INPUT DATA START

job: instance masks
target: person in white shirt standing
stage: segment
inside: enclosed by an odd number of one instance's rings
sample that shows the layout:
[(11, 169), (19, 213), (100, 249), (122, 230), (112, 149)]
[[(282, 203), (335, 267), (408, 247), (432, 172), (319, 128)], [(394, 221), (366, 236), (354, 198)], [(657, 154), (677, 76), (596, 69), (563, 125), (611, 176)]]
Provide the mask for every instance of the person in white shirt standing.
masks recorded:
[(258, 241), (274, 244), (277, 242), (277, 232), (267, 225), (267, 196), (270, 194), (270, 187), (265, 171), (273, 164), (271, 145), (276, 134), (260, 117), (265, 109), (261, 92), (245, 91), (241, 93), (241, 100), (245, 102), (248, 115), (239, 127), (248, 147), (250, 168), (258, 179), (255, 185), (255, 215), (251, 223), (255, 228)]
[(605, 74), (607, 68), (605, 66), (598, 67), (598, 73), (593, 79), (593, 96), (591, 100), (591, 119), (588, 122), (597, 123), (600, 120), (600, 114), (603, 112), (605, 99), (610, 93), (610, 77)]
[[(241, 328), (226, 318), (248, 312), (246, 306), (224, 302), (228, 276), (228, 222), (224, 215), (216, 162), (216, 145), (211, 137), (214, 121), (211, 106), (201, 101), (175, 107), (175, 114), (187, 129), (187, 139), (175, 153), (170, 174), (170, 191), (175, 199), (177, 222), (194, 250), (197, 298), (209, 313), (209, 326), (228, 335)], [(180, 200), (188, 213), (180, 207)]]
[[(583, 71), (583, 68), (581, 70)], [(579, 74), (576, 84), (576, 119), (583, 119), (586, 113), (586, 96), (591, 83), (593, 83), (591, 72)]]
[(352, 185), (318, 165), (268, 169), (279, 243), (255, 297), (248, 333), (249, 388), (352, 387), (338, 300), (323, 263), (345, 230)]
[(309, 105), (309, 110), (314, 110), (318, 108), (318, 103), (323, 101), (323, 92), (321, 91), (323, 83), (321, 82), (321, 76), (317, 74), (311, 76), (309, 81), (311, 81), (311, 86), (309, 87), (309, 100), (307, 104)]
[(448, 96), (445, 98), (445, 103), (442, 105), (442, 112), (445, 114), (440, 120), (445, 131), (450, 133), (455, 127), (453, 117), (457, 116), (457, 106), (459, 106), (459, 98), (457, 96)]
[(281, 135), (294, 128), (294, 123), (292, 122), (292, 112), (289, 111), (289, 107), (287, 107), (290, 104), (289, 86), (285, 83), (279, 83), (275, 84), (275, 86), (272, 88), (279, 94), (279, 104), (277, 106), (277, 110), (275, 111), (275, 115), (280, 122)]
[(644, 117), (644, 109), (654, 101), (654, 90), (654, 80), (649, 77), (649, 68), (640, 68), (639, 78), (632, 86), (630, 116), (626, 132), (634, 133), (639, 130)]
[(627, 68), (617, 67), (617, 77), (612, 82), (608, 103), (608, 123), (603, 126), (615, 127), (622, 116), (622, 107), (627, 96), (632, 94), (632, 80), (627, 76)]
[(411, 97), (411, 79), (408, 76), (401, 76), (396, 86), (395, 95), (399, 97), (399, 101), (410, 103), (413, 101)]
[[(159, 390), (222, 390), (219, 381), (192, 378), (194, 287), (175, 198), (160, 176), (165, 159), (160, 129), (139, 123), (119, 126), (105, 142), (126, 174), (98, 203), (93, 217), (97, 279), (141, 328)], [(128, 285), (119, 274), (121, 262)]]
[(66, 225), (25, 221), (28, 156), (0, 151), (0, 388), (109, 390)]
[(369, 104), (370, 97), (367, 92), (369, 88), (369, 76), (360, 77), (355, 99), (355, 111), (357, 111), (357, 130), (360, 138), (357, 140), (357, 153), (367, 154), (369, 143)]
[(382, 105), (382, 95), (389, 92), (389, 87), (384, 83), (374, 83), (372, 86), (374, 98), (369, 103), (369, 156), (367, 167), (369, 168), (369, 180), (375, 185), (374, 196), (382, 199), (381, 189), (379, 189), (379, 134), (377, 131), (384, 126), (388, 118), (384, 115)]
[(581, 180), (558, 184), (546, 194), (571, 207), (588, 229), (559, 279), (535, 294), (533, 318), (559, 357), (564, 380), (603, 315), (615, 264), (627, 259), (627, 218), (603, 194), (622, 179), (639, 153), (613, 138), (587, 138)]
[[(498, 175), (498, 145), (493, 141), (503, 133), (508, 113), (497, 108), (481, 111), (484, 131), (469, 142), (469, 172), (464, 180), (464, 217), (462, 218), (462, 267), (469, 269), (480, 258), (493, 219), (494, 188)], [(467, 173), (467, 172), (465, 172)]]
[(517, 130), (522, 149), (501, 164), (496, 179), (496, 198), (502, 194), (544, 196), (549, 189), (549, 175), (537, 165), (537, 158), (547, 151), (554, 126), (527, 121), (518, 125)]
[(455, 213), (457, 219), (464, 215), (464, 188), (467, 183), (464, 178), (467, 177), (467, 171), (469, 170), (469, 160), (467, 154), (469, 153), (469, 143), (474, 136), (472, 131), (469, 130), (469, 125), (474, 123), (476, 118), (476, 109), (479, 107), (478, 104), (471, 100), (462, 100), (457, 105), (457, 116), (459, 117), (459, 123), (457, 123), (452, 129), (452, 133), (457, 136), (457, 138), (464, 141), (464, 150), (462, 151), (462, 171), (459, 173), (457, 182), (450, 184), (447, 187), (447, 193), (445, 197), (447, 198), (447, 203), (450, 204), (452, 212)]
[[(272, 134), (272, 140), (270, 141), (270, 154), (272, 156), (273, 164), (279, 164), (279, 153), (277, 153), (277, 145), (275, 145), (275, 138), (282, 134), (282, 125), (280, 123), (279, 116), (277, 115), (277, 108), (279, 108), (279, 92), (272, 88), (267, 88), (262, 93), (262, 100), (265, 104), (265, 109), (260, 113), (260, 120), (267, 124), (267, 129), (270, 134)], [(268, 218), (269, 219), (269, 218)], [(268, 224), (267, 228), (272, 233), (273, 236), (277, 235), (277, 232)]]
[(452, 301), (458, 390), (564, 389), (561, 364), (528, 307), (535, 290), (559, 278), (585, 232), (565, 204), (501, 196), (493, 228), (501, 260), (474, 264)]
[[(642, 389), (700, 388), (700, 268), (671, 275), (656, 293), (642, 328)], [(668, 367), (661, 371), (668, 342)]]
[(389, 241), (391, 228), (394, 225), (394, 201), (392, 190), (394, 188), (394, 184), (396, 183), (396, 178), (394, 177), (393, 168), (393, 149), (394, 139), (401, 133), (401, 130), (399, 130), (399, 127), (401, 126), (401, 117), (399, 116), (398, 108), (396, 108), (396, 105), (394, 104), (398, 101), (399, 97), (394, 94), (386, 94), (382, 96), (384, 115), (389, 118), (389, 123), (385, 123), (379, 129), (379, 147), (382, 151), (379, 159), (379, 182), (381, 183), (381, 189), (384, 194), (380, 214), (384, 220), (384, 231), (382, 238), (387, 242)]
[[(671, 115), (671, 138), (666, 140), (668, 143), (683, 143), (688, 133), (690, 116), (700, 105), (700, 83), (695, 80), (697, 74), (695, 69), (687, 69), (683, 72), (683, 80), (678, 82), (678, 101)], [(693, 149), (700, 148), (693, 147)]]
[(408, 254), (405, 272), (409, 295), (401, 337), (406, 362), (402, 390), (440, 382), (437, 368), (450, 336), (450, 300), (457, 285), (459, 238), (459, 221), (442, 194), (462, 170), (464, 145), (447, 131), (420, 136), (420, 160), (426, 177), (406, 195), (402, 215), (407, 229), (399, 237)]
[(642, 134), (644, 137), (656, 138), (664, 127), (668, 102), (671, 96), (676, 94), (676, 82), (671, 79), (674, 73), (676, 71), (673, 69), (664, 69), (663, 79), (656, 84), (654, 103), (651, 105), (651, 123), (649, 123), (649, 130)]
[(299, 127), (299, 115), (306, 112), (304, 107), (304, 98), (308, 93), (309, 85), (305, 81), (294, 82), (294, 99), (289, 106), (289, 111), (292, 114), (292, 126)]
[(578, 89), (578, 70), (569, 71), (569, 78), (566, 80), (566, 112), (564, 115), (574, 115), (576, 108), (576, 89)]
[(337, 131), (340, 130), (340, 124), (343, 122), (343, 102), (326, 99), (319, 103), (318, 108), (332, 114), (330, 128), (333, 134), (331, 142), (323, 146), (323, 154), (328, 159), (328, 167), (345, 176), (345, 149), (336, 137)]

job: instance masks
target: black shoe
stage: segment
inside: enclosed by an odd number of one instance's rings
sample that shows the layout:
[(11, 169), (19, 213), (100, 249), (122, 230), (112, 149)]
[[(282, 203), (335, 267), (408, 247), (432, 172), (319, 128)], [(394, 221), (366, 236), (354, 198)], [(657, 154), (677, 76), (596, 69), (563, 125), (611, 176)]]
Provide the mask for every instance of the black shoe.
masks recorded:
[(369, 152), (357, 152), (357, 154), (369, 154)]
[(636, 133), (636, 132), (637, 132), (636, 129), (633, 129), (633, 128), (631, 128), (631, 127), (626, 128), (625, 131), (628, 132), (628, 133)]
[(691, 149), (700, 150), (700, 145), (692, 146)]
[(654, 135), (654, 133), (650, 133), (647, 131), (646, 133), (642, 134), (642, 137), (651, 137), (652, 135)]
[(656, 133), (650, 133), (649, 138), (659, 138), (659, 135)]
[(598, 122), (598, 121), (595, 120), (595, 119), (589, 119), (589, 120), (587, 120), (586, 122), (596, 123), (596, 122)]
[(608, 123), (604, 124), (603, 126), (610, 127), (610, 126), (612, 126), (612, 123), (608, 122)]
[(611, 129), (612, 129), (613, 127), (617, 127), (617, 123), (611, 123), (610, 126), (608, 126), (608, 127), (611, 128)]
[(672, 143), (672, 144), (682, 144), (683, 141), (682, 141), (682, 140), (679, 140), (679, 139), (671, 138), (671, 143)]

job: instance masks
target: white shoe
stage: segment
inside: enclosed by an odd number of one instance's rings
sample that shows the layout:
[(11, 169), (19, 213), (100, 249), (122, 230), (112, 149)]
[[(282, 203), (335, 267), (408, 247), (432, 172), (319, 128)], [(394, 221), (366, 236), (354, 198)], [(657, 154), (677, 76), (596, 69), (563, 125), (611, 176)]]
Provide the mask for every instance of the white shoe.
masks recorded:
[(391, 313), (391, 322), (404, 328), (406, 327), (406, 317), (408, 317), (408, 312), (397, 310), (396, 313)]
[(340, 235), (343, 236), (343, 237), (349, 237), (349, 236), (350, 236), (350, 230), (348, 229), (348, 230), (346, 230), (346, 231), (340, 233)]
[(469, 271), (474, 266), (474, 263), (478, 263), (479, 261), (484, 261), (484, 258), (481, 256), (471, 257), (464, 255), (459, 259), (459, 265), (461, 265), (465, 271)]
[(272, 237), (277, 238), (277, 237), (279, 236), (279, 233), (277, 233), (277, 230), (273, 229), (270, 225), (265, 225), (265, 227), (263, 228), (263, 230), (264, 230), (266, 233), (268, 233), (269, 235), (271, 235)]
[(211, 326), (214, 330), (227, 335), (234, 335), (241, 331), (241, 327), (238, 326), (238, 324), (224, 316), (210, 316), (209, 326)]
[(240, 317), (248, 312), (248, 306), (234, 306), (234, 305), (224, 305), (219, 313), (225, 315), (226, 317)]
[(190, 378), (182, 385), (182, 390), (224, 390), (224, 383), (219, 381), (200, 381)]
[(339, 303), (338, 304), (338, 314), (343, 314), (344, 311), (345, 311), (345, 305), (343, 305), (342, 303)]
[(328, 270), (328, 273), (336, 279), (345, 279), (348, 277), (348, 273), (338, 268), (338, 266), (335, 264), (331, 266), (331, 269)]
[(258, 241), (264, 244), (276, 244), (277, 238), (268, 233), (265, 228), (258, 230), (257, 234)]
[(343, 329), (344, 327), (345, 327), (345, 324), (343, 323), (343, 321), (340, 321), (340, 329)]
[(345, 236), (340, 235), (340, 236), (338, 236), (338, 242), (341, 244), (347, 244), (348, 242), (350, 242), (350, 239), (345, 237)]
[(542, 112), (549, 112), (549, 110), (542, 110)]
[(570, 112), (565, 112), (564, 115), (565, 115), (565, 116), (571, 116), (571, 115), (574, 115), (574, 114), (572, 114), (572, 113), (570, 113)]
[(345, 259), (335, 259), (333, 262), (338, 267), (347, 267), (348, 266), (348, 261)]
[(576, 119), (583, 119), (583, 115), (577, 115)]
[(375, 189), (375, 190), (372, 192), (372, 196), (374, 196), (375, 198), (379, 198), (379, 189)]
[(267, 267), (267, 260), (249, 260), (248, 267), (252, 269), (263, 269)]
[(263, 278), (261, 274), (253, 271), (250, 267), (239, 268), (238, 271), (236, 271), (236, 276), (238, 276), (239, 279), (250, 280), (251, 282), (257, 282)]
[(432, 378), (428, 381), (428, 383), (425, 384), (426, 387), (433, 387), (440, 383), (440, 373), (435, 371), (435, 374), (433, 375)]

INPUT DATA END

→ **WHAT TO DO**:
Please return exactly the lines from the opening line of the data above through the line with "Provide the mask for every instance of the person", both included and nothing else.

→ **OUTPUT OF THE TASK**:
job: instance masks
target: person in white shirt standing
stage: segment
inside: enclosed by an odd number of one instance's rings
sample that shows the layout:
[(11, 169), (19, 213), (100, 249), (122, 230), (112, 149)]
[[(282, 203), (335, 267), (408, 247), (432, 172), (319, 128)], [(394, 221), (366, 236), (354, 198)], [(657, 154), (677, 76), (596, 69), (563, 125), (611, 176)]]
Provide the mask for every instance of the person in white shirt standing.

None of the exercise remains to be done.